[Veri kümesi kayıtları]
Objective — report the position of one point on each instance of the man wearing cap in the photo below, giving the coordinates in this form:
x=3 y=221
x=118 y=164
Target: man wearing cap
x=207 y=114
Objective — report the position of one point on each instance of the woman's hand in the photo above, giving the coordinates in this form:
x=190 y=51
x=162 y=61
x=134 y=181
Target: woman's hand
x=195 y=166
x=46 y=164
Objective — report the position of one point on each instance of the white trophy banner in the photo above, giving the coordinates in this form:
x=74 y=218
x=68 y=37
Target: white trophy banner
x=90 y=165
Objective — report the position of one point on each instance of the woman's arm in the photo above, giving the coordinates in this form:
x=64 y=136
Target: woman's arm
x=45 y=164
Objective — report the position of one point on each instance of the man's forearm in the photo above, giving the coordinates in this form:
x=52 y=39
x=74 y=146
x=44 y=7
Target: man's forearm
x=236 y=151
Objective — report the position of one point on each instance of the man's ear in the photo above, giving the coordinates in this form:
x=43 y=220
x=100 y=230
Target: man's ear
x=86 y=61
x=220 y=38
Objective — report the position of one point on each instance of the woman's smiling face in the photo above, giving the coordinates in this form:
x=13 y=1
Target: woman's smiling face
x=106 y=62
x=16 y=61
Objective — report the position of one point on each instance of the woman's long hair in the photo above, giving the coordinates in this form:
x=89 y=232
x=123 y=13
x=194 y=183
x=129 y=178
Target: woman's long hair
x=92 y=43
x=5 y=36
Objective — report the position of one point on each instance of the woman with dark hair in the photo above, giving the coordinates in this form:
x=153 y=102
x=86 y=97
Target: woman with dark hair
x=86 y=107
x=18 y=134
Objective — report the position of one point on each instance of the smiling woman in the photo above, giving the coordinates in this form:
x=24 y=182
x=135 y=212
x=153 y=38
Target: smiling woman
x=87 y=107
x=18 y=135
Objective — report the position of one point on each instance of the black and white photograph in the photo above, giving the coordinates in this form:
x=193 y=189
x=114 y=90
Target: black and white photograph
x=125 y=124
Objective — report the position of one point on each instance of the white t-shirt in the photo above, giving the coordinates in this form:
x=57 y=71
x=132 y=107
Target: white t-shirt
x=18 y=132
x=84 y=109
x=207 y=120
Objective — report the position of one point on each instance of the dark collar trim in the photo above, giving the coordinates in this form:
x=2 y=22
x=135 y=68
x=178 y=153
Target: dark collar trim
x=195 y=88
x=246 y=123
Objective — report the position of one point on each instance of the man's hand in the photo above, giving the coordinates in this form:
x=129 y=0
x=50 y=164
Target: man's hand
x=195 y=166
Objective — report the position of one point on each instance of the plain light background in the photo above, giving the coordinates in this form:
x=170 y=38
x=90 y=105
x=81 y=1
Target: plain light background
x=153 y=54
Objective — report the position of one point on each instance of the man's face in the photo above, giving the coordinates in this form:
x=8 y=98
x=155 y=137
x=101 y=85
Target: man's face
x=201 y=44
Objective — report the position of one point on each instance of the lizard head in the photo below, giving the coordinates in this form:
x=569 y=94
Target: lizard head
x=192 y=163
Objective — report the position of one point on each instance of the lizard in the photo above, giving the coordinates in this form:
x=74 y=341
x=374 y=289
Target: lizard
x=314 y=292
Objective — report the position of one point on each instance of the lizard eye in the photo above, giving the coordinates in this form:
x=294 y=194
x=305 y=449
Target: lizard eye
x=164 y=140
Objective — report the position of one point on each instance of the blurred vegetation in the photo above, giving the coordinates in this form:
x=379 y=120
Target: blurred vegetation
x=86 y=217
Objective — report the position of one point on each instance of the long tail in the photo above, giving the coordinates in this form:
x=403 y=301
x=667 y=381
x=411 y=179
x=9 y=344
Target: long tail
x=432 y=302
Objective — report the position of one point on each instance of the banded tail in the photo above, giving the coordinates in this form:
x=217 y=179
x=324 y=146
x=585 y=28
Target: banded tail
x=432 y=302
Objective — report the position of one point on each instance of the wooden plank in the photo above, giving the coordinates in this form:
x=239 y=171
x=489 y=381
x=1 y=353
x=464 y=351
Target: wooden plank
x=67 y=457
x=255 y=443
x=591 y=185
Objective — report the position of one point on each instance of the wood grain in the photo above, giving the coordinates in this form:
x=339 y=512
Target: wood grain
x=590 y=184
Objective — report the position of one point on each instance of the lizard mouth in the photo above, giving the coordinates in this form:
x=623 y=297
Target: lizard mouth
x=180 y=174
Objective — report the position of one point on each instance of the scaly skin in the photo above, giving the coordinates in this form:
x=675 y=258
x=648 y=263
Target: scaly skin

→ Çözülecek Problem: Kayıtların tamamını, geçtiği her yerde "Objective" yerine "Goal" koyarak ve başka hiçbir şeyi değiştirmeden yeniden yazar mısın?

→ Problemin Çözümü:
Goal — report the position of one point on each instance of the man wearing cap in the photo below, giving the coordinates in this form:
x=3 y=221
x=118 y=164
Target: man wearing cap
x=207 y=114
Goal — report the position of one point on each instance of the woman's hand in the photo above, giving the coordinates in this form:
x=190 y=51
x=162 y=61
x=134 y=181
Target: woman's hand
x=195 y=166
x=46 y=164
Goal — report the position of one point on each instance of the white trophy banner in the photo above, giving the coordinates in this form:
x=74 y=218
x=68 y=37
Target: white trophy banner
x=90 y=165
Goal — report the position of one point on each instance of the woman's arm in the photo above, giving the coordinates in this form:
x=64 y=136
Target: woman's arm
x=45 y=164
Goal — report the position of one point on each instance of the man's forearm in the photo above, giving the coordinates in this form:
x=52 y=39
x=74 y=146
x=44 y=7
Target: man's forearm
x=236 y=151
Goal — report the position of one point on each instance of the man's ear in the photo above, giving the coordinates in this form:
x=43 y=220
x=100 y=230
Target: man's ear
x=86 y=61
x=220 y=38
Goal — report the position of one point on each instance of the woman's smiling face in the photo above, giving the coordinates in this form:
x=13 y=1
Target: woman's smiling face
x=106 y=62
x=16 y=61
Goal — report the position of one point on each instance of the woman's long hair in the photo above, giving the coordinates in this form:
x=89 y=232
x=123 y=13
x=194 y=183
x=129 y=178
Target: woman's long hair
x=92 y=43
x=5 y=36
Goal — report the position of one point on each instance of the woman with dark hair in the photo above, giving the coordinates in this form:
x=153 y=102
x=86 y=97
Target: woman with dark hair
x=86 y=107
x=18 y=134
Goal — report the position of one point on each instance of the smiling woman in the photo above, giving the coordinates in this form:
x=24 y=182
x=135 y=212
x=153 y=38
Target: smiling woman
x=87 y=107
x=18 y=135
Goal — report the position of one point on each instance of the black and white photograph in the photo above, giving the coordinates in this form:
x=193 y=189
x=114 y=90
Target: black and white photograph
x=125 y=124
Goal — report the position of one point on each instance of the white t-shirt in the photo above, giving the coordinates in this form:
x=57 y=71
x=132 y=107
Target: white t-shirt
x=18 y=132
x=84 y=109
x=207 y=120
Goal — report the position of one point on each instance of the dark collar trim in the photo above, giving the coordinates in this form:
x=2 y=22
x=135 y=68
x=178 y=153
Target: dark collar trim
x=195 y=88
x=246 y=123
Goal — report the position of one point on each instance of the man's hand in the photo above, giving the coordinates in this form:
x=129 y=0
x=50 y=164
Target: man's hand
x=195 y=166
Goal — report the position of one point on each instance of the plain light background in the photo above, giving the coordinates in this form:
x=170 y=38
x=90 y=105
x=81 y=1
Target: plain light background
x=153 y=54
Goal — report the position of one point on each instance of the man's face in the photo above, giving the coordinates in this form:
x=8 y=98
x=155 y=137
x=101 y=85
Target: man's face
x=201 y=44
Goal — report the position of one point on each instance of the lizard head in the photo below, giving the coordinates in this form:
x=569 y=94
Target: lizard head
x=192 y=163
Goal — report the position of one point on each instance of the lizard in the photo above, giving the coordinates in this form:
x=74 y=341
x=374 y=289
Target: lizard
x=314 y=292
Goal — report the position of one point on each instance of the lizard eye in the photo above, giving the coordinates in this form:
x=294 y=194
x=305 y=449
Target: lizard eye
x=164 y=140
Goal — report the position of one point on each instance of the blurred vegetation in the photo above, giving the coordinates in this form:
x=379 y=120
Target: blurred vegetation
x=86 y=217
Goal — report the position of one point on each instance of the long tail in the photo above, giving the coordinates in this form:
x=403 y=301
x=667 y=381
x=411 y=179
x=9 y=344
Target: long tail
x=432 y=302
Goal — report the position of one point on each instance of the banded tail in the photo above, giving the coordinates in this form:
x=217 y=179
x=324 y=146
x=585 y=28
Target: banded tail
x=432 y=302
Goal — report the position of one point on each instance of the wooden plank in the photo above, giving the coordinates in this form:
x=239 y=171
x=489 y=381
x=1 y=353
x=464 y=351
Target: wooden plank
x=67 y=457
x=255 y=443
x=591 y=185
Goal — report the position of one point on each instance of the wood grain in the photo above, giving the coordinates in this form:
x=339 y=512
Target: wood grain
x=590 y=184
Goal — report the position of one point on each instance of the lizard mouth in the photo above, giving the coordinates in this form:
x=623 y=297
Target: lizard mouth
x=180 y=174
Goal — report the position of one point on each instance of the scaly skin in the photo above, giving the coordinates in this form:
x=675 y=258
x=648 y=263
Target: scaly skin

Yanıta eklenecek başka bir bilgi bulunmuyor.